__Exercise A__. Write out the passage of the Varakatnam article from "Varakatnam () is" to "Film in Telugu.", word for word.

__Excerpt__.
########################################
Varakatnam () is a 1969 Indian Telugu-language drama film, produced by N. Trivikrama Rao under the banner Ramakrishna & NAT Combines and directed by his older brother N. T. Rama Rao. It stars Rama Rao, Savitri and Krishna Kumari, with music composed by T. V. Raju. The film won the National Film Award for Best Feature Film in Telugu.

Plot 
There are two neighbouring villages. "Meesaala" Venkaiah is the head farmer of one village who is high on self-respect and sternness. Bhadraiah, the head farmer of the other village, is also quite confident but with little less property. The alliance of Bhadraiah's daughter Sujatha is fixed with Venkaiah's son Devasimha. During the time of the wedding, a troublemaker injects an idea to Venkaiah to demand the dowry before the marriage when Bhadraiah's short-tempered son Balaramaiah becomes furious and quarrels with them. As a result, the wedding is called off, Devasimha is dragged away by his father and the bride starts to cry. After that, both the families plan to make different marriages to the couple which Devasimha opposes. He reaches Sujatha and secretly marries her with the help and blessings of Sujatha's sensible sister-in-law Subhadra. The rest of the story is how Devasimha clears the differences between two families and fights against the dowry system.
########################################
__Given records__.
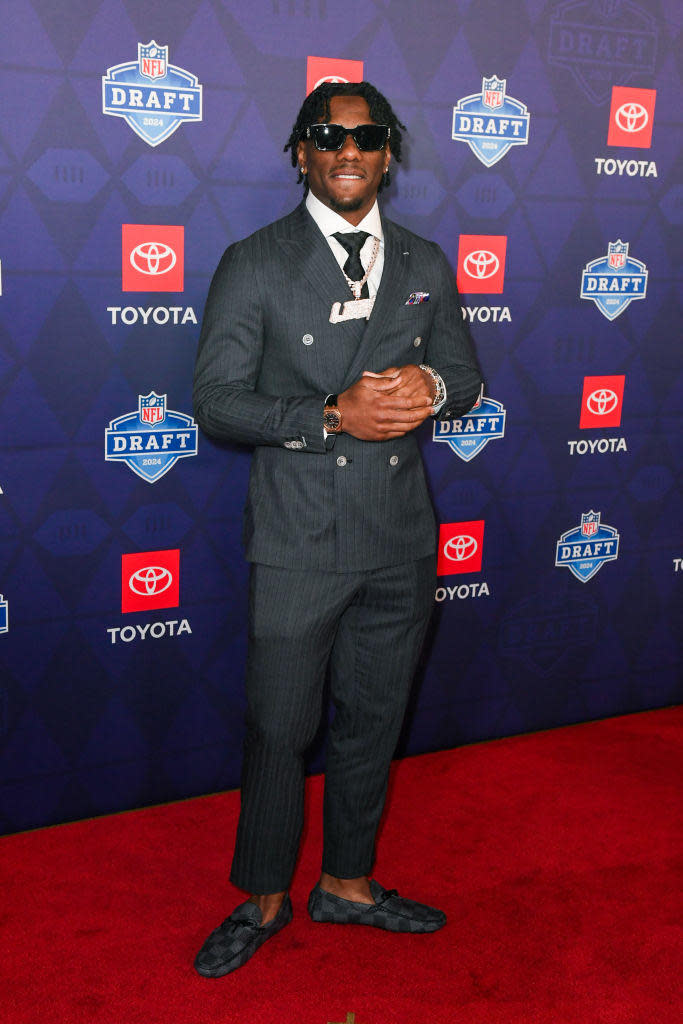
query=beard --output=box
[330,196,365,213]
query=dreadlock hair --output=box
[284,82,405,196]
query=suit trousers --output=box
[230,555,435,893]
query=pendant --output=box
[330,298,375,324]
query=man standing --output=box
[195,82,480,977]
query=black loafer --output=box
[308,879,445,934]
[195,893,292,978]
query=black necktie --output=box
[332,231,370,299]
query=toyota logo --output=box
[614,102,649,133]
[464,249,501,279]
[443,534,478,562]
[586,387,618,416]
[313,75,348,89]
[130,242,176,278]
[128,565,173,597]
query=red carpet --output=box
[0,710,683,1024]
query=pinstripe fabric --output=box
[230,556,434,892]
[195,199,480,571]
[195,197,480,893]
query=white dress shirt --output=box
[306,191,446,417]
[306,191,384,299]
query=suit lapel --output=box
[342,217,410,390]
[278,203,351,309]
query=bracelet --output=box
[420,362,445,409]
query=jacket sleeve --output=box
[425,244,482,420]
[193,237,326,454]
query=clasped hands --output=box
########################################
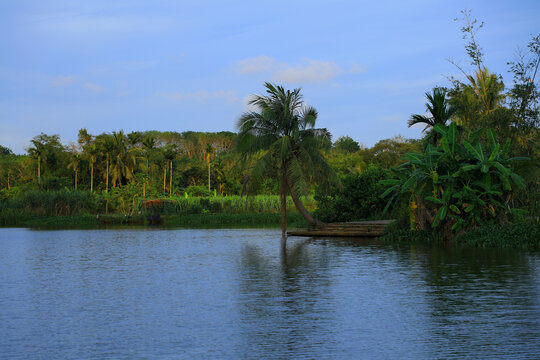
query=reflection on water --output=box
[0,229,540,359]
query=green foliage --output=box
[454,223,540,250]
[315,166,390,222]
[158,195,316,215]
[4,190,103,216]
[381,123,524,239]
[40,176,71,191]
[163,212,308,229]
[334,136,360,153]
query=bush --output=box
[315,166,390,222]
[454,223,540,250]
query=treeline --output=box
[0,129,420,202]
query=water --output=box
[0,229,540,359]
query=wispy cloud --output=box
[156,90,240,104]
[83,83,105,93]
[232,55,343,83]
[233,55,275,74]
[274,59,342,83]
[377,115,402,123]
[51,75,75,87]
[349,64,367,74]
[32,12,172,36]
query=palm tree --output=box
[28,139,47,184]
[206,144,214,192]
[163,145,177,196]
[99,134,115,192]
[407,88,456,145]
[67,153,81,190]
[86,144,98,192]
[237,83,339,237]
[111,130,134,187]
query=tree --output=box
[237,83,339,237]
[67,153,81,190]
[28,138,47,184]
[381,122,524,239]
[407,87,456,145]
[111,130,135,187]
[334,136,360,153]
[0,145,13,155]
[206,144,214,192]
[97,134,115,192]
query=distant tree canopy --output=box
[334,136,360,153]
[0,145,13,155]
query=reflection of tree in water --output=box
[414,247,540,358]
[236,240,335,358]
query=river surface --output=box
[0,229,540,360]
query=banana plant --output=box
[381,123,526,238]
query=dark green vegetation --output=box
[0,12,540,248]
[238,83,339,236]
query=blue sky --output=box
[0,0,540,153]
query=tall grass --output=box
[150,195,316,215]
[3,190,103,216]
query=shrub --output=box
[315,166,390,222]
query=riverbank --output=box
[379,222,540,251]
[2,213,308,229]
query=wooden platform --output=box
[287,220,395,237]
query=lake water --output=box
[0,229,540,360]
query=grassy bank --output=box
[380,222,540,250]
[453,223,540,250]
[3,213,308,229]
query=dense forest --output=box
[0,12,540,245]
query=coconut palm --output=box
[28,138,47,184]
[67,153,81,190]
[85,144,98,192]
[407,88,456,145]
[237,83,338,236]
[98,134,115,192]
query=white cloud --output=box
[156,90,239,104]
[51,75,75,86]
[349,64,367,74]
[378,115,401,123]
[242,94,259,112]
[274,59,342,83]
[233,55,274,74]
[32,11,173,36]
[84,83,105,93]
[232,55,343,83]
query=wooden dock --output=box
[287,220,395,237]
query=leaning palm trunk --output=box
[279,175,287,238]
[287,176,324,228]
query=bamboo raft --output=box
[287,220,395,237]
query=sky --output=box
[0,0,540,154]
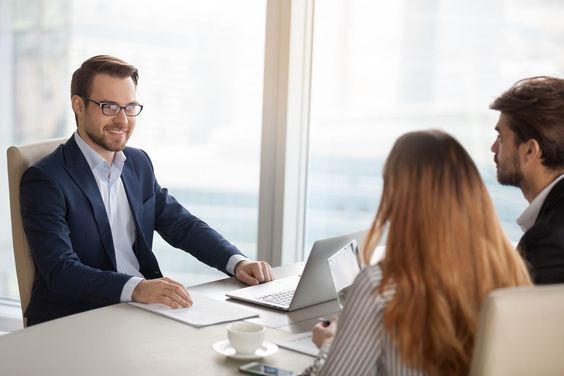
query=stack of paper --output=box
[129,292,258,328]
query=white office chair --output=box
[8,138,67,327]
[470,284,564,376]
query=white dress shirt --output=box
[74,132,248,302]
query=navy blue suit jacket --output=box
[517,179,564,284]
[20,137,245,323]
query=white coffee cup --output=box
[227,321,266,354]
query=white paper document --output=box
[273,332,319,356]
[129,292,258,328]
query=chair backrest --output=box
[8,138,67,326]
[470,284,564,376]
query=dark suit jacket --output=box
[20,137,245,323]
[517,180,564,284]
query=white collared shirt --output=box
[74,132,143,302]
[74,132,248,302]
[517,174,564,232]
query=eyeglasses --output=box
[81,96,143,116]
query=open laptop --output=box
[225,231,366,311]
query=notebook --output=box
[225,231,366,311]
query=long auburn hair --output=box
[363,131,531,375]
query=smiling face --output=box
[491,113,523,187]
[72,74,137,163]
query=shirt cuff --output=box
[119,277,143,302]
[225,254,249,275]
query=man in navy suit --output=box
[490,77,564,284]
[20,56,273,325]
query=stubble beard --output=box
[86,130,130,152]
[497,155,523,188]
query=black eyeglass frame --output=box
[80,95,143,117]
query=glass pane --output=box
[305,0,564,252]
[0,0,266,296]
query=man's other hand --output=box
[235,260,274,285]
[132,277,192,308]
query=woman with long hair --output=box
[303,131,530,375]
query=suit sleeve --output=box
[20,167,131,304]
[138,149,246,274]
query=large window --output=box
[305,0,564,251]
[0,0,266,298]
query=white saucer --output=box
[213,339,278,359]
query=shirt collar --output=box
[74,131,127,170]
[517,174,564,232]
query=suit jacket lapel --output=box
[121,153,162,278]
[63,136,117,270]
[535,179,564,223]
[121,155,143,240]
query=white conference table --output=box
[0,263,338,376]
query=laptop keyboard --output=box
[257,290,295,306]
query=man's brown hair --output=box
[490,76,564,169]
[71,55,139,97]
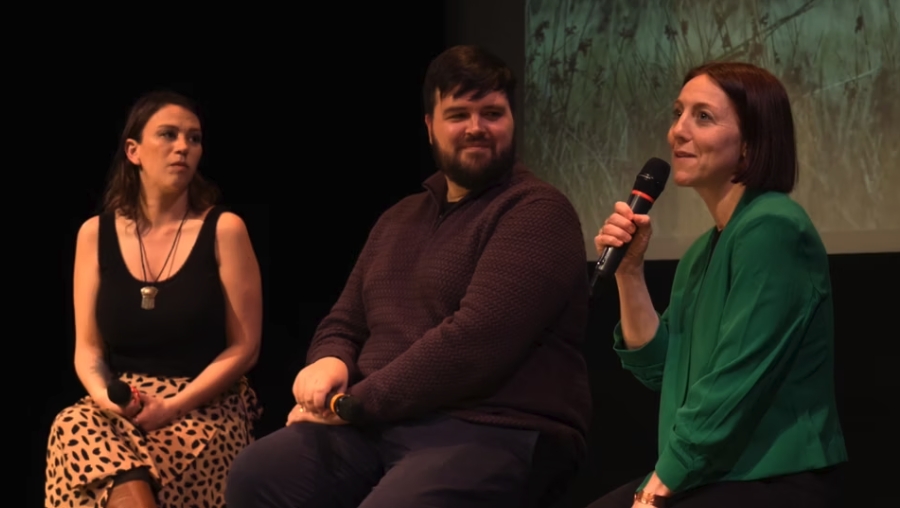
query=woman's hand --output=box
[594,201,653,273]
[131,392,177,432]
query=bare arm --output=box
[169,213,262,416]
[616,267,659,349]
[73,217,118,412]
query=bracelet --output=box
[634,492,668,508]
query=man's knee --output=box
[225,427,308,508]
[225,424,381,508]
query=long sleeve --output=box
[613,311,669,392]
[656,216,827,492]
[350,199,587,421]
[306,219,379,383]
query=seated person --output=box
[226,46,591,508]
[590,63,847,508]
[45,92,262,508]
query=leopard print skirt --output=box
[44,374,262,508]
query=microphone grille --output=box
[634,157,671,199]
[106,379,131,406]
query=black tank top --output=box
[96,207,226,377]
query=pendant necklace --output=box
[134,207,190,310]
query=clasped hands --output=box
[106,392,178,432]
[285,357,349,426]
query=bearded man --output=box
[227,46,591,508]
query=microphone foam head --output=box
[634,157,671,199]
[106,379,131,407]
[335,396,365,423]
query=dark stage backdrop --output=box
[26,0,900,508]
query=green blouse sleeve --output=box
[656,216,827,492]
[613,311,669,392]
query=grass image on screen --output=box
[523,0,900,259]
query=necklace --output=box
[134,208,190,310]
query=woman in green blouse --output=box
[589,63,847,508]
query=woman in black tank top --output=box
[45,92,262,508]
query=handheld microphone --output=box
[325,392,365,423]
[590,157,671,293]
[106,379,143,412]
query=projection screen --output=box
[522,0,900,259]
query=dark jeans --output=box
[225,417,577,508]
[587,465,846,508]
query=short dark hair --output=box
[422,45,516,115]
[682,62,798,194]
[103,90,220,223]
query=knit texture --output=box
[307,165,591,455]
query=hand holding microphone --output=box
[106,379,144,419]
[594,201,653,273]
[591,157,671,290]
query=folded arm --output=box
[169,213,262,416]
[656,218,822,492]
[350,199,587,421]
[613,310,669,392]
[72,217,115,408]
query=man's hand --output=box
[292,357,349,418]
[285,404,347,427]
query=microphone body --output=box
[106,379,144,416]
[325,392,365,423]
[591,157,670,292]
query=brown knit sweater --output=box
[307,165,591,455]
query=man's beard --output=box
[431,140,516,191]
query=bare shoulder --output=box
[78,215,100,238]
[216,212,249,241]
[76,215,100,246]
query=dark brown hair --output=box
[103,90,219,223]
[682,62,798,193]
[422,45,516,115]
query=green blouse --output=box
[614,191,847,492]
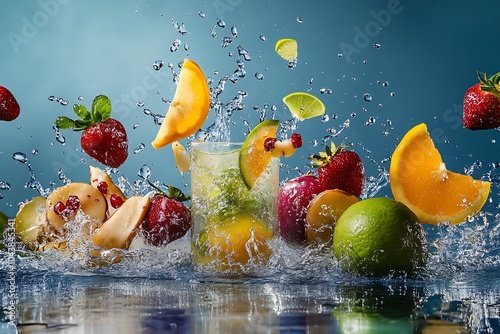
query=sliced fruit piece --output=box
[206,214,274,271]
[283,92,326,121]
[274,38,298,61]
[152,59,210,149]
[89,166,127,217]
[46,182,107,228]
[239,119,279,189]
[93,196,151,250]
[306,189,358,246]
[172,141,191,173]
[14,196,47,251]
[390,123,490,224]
########################################
__Exercise B__. Reproduce the entries exactly, from the line with "query=beard --output=box" to the line with "[420,362,445,409]", including both of those lines.

__Problem solution A__.
Varakatnam () is a 1969 Indian Telugu-language drama film, produced by N. Trivikrama Rao under the banner Ramakrishna & NAT Combines and directed by his older brother N. T. Rama Rao. It stars Rama Rao, Savitri and Krishna Kumari, with music composed by T. V. Raju. The film won the National Film Award for Best Feature Film in Telugu.

__Problem solution B__.
query=beard --output=box
[330,196,365,213]
query=dreadlock hair --output=box
[284,82,405,196]
query=suit trousers --output=box
[230,555,435,893]
query=pendant --output=box
[330,298,375,324]
query=man standing --output=box
[195,82,480,977]
query=black loafer --output=box
[308,879,445,934]
[195,893,292,978]
query=black necktie --output=box
[332,231,370,299]
query=toyota logo --output=box
[614,102,649,133]
[464,249,501,279]
[443,534,478,562]
[586,387,618,416]
[313,75,348,89]
[130,242,176,278]
[128,565,173,597]
query=red carpet --output=box
[0,710,683,1024]
query=pinstripe fabric --output=box
[230,556,434,892]
[195,199,480,571]
[195,197,480,893]
query=white dress shirt --output=box
[306,191,446,417]
[306,191,384,299]
query=suit lapel --output=box
[342,217,410,390]
[278,203,351,309]
query=bracelet --output=box
[420,362,445,409]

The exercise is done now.